Tâches à réaliser »
**A.** Restituez à l'identique le passage du récit de randonnée qui s'ouvre sur les mots contenant "Jour 3 : de" et se clôt sur "voie de disparition.".
**B.** D'après le récit de randonnée, jusqu'à quelle année croyait-on les takahes éteints ?
**C.** Rédigez la suite du récit de randonnée à partir de sa dernière phrase.

==== Extrait du document ====

Juste après le dîner, une dame ouvre la porte pour aller aux WC. Quand, soudain, elle nous fait de grands gestes ! Le moment qu'on espérait tous se réalise enfin : une famille de takahes nous rend visite. Jusqu'en 1948, on pensait ces oiseaux éteints. Découverts sur l'île du sud, il sont désormais environ 500. C'est un des oiseaux les plus rares à voir à l'état sauvage. Et nous, on a la chance de les voir manger et gambader devant nous, avec leur beau plumage irisé et leur gros bec rouge orangé. Un moment hors du temps. Puis la nuit tombe. Notre refuge n'a pas d'électricité donc c'est à la bougie et à la lumière de nos lampes frontales que nous jouons aux cartes avant d'aller nous coucher.
Jour 3 : de Saxon Hut à McKay Hut, 11,8 km en 3h20
Après la pluie vient le beau temps. La nuit a été plus calme que redouté, on est prêt à repartir sous un grand ciel bleu. Difficile de croire qu'il pleuvait la veille. On est les premiers de notre cabane à prendre la route. Après quelques minutes de marche, on aperçoit des whio, des canards bleus, espèce endémique en voie de disparition.

==== Enregistrements ====

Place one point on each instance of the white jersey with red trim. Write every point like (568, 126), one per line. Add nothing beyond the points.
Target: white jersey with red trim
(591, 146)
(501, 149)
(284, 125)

====

Réponses par tâche »
**A.**
Jour 3 : de Saxon Hut à McKay Hut, 11,8 km en 3h20
Après la pluie vient le beau temps. La nuit a été plus calme que redouté, on est prêt à repartir sous un grand ciel bleu. Difficile de croire qu'il pleuvait la veille. On est les premiers de notre cabane à prendre la route. Après quelques minutes de marche, on aperçoit des whio, des canards bleus, espèce endémique en voie de disparition.

**B.** Jusqu'en 1948.

**C.**
Le chemin est encore mouillé, parfois boueux sans ralentir pour autant notre progression. On est quand même un peu surpris du parcours du jour car on ne s'attendait pas à monter "autant" alors que le profil de cette journée semblait indiquer un chemin plutôt descendant. Un peu comme la veille, on est souvent à découvert sans risquer d'être mouillé cette fois. Cela laisse le temps de profiter de ces grandes étendues et de leurs couleurs.
Après 1h30 de marche, un petit panneau indique deux kilomètres avant l'arrivée. Si le premier kilomètre passe très vite, le deuxième semble interminable. Et quand on se croit arrivé, on se rend compte qu'on doit encore fournir un ultime effort pour atteindre notre hut. A seulement midi, on est les premiers à prendre place dans la cabane. On a le luxe de pouvoir choisir notre chambre et nos lits. Le tout en profitant du calme et de la vue, avec au loin la mer.

Après une petite pause déjeuner, nos "colocataires" de la hut précédente nous rejoignent et choisissent la même chambre que nous. On décide alors de prendre un peu de hauteur et de monter vers un point de vue pour mieux apprécier l'endroit. De là, une vue imprenable vers notre logement mais aussi et surtout la montagne et la mer. A notre retour, la cabane s'est déjà bien remplie. Commence alors la routine du soir, avec le dîner à préparer, la vaisselle, discuter avec les différents randonneurs. Avant de pouvoir assister à un magnifique coucher de soleil, aux couleurs rosées, prometteuses pour le lendemain. On repart en (petite) quête d'un kiwi, encore une fois sans grand succès.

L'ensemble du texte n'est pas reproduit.